*Given instruction:*
List every line in the records below that contains the string "pencil". Treat uppercase and lowercase as different.

Dataset entries:
§ §

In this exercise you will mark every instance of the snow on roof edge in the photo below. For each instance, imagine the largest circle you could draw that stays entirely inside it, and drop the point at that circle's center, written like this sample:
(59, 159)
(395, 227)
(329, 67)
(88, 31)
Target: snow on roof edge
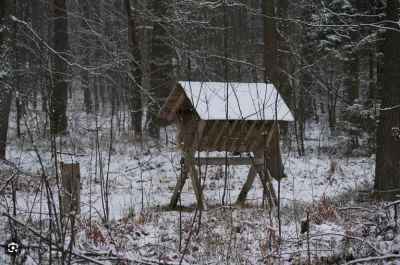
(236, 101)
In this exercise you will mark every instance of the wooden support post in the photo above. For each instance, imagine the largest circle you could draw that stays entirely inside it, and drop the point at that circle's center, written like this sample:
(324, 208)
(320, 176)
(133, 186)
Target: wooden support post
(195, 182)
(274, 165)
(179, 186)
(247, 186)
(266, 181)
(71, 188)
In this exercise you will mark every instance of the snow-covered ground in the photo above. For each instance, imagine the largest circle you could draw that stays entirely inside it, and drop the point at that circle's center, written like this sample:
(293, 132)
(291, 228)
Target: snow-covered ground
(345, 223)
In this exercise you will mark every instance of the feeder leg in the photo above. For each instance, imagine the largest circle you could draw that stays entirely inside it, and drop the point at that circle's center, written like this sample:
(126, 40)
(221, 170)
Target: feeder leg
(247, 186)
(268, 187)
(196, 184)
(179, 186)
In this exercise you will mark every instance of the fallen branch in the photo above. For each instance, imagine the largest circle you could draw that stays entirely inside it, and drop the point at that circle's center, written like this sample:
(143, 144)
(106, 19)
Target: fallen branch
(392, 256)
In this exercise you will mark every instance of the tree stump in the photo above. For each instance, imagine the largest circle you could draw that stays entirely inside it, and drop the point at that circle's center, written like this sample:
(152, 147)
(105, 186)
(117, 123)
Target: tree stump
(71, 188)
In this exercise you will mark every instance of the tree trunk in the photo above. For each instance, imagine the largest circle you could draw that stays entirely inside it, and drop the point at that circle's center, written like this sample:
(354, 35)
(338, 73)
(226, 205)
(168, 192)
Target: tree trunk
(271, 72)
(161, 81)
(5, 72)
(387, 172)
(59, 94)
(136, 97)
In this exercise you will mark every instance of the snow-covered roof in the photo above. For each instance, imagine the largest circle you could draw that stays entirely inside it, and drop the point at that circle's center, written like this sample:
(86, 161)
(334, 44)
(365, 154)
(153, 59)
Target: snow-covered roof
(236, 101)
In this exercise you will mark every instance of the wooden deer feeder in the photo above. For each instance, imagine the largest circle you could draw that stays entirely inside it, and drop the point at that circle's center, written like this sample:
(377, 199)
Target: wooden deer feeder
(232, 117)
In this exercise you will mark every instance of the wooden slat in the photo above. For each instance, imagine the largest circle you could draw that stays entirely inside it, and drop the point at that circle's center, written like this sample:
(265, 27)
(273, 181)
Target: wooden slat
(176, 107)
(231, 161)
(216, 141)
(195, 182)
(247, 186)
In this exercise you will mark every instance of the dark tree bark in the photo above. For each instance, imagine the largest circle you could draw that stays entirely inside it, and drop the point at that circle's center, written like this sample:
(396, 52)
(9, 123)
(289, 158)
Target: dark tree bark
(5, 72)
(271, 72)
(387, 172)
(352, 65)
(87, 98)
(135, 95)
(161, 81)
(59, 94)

§ §

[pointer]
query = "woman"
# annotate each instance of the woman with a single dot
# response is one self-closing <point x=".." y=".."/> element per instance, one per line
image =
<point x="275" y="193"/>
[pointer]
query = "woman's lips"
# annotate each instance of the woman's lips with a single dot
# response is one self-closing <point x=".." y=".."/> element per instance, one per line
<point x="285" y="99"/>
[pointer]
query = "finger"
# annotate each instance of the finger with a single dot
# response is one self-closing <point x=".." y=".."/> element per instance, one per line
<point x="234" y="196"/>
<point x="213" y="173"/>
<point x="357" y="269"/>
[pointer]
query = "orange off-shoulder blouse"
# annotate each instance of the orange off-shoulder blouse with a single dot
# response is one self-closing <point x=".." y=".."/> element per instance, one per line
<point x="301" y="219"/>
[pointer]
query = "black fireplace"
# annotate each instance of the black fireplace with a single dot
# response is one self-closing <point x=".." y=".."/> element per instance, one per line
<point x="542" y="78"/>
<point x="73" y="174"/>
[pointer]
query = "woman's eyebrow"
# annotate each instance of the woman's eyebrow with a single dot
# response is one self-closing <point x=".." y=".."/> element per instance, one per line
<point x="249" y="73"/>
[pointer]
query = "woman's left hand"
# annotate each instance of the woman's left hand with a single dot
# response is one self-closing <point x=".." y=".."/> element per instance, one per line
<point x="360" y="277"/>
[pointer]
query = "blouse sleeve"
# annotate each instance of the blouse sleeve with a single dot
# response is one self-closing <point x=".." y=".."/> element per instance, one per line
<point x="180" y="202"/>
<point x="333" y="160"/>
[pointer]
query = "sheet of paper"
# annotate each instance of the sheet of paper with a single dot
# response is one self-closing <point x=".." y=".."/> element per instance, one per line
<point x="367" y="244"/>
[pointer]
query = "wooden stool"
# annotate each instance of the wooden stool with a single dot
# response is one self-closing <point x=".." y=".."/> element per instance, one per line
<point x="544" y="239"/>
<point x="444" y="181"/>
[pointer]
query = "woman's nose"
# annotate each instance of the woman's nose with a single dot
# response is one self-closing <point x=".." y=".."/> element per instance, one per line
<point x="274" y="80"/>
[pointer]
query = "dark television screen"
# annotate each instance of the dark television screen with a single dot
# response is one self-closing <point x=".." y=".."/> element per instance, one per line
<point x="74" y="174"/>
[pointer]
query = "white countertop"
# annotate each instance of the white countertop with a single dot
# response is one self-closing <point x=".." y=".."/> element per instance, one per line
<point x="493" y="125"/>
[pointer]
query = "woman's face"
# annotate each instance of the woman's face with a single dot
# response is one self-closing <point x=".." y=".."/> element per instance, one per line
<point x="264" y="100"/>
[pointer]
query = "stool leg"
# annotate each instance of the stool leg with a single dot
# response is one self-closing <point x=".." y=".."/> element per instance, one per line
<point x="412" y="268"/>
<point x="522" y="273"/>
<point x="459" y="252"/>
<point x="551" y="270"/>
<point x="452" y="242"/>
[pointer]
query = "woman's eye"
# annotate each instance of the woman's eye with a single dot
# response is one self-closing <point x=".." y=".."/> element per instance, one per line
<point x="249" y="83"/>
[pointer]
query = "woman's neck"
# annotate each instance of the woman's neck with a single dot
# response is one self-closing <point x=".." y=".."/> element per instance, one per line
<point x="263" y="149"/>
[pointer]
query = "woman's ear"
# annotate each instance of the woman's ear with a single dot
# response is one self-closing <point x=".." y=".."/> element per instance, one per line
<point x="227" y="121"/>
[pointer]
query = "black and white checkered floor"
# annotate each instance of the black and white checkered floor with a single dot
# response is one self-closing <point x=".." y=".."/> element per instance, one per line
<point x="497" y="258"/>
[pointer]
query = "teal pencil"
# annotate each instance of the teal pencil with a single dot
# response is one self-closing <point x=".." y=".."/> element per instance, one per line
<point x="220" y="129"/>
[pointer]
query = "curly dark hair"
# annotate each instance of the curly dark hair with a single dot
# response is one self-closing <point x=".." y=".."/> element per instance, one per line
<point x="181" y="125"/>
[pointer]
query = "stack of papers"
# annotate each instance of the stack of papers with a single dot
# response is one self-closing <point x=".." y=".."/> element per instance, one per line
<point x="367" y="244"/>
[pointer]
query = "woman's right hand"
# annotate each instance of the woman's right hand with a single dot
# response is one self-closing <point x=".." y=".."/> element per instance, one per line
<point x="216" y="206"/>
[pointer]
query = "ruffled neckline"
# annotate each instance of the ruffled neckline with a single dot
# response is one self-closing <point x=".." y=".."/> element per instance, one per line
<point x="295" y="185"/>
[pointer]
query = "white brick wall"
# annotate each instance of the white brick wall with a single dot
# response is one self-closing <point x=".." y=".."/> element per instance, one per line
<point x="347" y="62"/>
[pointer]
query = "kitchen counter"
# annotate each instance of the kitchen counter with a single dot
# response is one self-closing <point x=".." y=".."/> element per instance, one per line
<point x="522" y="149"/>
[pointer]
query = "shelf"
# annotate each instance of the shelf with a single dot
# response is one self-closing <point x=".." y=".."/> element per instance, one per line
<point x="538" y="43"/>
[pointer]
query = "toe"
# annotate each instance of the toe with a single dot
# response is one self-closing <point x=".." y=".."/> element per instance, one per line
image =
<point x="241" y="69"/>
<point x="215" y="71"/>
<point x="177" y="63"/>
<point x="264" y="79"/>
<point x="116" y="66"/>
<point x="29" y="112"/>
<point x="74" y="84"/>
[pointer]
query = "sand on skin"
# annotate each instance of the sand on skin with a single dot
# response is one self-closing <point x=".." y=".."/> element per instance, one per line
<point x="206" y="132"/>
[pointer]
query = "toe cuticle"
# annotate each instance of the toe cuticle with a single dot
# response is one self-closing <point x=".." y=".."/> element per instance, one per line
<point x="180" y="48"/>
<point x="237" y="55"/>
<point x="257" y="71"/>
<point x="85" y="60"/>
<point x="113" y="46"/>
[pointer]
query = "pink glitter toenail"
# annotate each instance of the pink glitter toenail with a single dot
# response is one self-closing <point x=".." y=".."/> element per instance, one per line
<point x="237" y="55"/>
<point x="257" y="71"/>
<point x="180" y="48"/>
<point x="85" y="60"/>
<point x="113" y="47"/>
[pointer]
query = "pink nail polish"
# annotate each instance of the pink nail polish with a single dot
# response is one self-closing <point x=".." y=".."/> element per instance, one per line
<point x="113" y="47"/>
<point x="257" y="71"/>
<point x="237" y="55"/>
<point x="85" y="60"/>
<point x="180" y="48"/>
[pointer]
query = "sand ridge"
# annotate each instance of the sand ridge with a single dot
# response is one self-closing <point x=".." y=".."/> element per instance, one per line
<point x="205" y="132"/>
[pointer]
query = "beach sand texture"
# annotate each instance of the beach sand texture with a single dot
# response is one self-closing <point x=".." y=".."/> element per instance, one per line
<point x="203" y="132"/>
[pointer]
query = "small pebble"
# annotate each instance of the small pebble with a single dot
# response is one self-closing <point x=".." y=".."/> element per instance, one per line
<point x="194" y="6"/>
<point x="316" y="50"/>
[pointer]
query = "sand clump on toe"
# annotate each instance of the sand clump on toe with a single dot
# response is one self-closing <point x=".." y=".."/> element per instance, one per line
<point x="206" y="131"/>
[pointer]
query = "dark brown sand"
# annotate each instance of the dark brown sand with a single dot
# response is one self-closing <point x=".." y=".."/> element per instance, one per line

§ §

*Written answer:*
query = "teal pencil"
# annotate each instance of the teal pencil with a single dot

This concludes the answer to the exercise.